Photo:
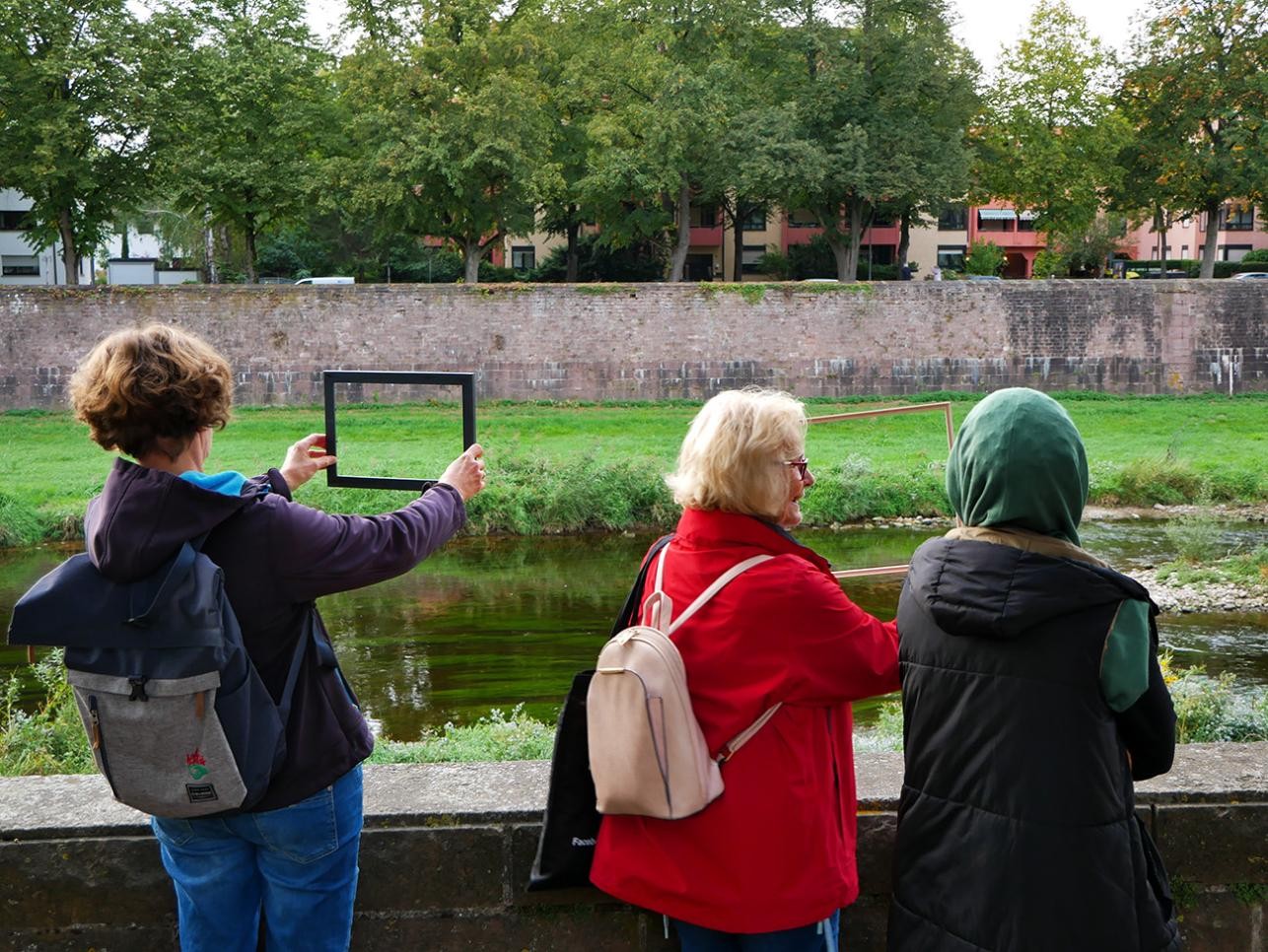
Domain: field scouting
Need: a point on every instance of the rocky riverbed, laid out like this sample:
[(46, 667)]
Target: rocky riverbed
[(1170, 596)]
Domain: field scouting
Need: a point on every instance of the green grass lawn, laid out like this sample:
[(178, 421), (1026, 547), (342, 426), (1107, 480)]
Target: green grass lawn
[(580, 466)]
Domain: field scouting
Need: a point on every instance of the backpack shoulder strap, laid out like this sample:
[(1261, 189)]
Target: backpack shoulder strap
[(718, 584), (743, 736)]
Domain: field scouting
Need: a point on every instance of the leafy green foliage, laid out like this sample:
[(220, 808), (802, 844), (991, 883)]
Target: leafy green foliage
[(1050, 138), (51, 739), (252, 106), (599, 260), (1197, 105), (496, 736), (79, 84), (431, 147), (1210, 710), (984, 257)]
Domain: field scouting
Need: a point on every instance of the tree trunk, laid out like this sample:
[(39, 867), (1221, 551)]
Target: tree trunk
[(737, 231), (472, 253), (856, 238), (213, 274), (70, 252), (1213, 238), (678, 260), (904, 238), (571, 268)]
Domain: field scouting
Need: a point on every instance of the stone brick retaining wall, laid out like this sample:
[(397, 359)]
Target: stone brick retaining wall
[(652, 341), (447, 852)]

# # # # #

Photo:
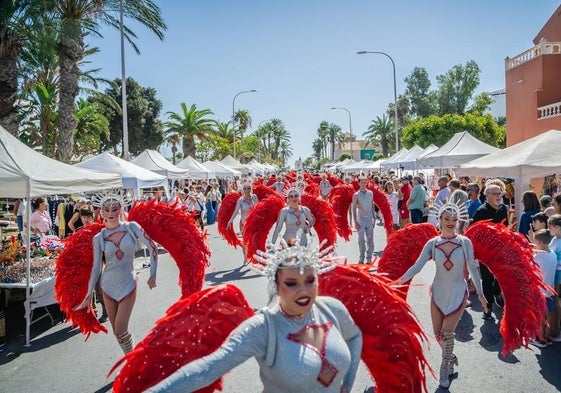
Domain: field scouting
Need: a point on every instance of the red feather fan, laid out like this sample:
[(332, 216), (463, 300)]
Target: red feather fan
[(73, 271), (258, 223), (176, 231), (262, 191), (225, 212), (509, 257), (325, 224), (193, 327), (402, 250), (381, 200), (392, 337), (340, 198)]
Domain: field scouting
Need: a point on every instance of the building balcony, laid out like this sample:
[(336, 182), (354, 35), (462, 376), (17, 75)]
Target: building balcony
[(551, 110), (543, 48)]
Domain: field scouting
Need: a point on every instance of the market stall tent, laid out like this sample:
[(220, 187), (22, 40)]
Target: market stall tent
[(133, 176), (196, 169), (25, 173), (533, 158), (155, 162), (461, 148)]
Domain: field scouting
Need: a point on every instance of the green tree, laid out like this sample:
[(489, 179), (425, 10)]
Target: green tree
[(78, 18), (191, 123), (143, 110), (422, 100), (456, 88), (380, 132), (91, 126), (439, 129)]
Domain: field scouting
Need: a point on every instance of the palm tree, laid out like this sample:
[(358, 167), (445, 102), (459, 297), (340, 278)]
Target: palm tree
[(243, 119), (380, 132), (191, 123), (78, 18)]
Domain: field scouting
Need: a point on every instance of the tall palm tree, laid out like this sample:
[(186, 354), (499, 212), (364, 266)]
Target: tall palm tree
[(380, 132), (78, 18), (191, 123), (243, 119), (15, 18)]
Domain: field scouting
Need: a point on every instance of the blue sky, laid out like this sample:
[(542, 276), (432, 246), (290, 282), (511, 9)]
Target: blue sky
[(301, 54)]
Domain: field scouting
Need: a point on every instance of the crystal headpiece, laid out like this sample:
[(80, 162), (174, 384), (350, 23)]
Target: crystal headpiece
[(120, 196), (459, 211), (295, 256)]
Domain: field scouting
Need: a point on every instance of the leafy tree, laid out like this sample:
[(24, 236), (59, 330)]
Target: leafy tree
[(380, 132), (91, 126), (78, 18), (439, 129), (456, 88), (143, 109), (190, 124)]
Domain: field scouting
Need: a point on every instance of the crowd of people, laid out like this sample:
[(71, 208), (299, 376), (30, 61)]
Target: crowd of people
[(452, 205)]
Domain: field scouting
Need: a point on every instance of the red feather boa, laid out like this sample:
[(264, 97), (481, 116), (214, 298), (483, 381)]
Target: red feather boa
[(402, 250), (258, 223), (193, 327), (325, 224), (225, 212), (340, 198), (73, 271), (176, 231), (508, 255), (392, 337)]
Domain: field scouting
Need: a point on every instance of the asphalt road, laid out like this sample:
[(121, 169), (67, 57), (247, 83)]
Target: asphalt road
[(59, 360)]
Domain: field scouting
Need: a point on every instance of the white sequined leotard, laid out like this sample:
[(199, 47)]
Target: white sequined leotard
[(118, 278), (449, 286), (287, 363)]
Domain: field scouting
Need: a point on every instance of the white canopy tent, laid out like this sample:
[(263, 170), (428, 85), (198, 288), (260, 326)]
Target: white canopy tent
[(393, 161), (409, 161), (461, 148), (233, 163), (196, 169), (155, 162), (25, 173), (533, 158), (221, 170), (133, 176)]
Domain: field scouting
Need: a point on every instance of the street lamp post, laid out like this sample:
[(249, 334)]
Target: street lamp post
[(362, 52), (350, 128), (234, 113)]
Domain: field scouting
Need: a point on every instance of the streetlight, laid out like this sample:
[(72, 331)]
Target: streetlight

# # # # #

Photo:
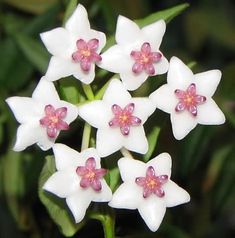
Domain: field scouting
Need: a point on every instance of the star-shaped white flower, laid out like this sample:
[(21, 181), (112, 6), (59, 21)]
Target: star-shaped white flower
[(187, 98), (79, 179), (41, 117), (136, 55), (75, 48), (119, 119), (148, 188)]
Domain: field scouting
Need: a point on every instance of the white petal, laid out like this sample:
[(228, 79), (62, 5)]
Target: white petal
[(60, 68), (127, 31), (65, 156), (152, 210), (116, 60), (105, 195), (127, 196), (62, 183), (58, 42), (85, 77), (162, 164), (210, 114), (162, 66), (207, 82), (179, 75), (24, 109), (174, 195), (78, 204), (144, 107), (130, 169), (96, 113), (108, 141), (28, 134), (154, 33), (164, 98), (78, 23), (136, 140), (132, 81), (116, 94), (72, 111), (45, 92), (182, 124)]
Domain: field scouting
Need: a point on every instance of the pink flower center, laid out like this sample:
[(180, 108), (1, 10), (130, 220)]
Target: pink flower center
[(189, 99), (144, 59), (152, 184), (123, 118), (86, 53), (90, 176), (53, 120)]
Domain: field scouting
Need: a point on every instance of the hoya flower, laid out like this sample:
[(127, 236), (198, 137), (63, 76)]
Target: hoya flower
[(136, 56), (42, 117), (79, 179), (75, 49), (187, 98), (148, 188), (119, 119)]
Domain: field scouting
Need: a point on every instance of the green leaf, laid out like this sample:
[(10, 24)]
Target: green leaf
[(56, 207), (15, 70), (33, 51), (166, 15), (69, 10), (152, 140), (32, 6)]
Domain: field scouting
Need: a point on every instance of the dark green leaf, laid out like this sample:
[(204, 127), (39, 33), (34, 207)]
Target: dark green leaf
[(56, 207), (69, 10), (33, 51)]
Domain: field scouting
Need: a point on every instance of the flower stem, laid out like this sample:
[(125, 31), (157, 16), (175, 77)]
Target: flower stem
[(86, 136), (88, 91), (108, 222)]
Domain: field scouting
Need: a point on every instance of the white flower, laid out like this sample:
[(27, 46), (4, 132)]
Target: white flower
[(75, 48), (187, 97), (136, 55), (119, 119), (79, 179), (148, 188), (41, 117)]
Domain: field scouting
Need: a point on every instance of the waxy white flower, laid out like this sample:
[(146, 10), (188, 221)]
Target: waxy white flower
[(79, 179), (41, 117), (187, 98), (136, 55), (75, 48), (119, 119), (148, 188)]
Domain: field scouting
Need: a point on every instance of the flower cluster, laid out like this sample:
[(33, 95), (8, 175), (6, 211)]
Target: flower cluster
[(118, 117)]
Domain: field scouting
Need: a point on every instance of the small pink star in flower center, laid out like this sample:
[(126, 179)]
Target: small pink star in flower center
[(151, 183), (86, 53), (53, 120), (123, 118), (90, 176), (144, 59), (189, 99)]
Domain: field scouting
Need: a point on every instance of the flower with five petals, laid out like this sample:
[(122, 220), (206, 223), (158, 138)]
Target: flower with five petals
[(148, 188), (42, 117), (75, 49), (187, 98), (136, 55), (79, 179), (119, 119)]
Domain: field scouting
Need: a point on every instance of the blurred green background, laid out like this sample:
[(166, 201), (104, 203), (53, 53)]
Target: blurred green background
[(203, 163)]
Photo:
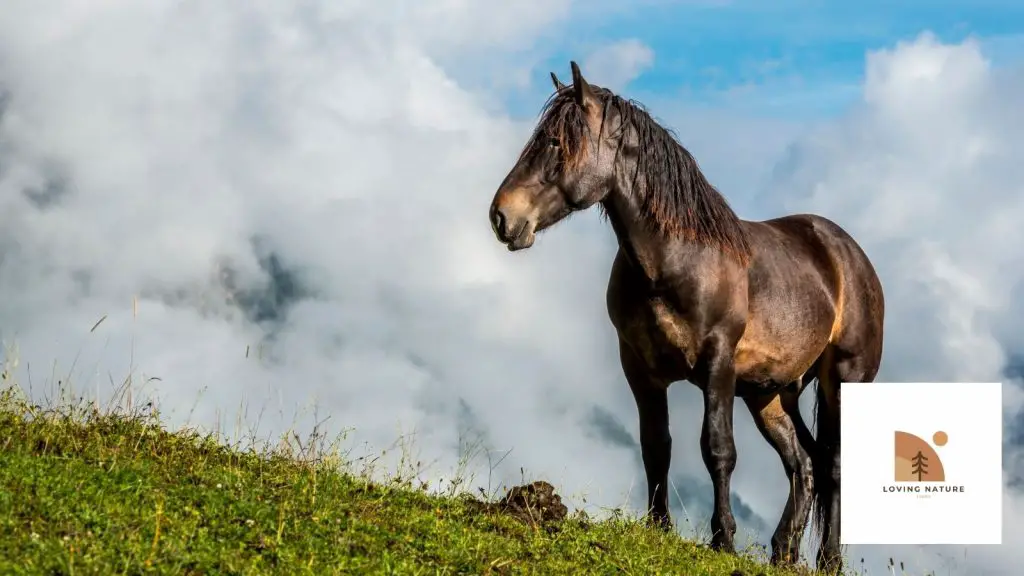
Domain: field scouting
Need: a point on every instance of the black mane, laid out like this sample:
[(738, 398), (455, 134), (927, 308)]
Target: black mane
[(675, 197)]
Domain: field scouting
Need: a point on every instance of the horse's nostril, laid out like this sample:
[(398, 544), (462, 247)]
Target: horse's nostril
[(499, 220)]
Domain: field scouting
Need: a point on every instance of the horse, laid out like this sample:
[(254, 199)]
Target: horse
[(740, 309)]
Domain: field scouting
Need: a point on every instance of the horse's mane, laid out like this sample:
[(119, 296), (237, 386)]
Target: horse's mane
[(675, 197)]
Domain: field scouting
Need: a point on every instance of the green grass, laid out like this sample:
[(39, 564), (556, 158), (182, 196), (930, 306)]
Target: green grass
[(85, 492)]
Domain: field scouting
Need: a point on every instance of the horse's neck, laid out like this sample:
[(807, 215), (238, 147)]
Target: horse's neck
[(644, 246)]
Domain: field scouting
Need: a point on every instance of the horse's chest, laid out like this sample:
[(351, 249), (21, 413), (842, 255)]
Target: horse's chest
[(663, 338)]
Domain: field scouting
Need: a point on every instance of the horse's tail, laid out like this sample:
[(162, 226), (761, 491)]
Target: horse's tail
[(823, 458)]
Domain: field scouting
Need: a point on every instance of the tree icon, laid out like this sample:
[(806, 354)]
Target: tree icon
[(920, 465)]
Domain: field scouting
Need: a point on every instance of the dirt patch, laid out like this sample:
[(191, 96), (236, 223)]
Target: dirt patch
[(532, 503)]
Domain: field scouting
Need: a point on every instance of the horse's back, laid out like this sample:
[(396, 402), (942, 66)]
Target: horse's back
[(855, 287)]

# # # # #

→ **THE PROBLEM**
Find every line in the records above that contains the word "star", and copy each of those lines in full.

→ **RESULT FOR THIS EXERCISE**
Need: a point on every instance of the star-shaped white flower, laid out like this sample:
Target: star-shaped white flower
Need: a point on every instance of the small pink star in flower center, laid out like this sample:
Target: small pink star in flower center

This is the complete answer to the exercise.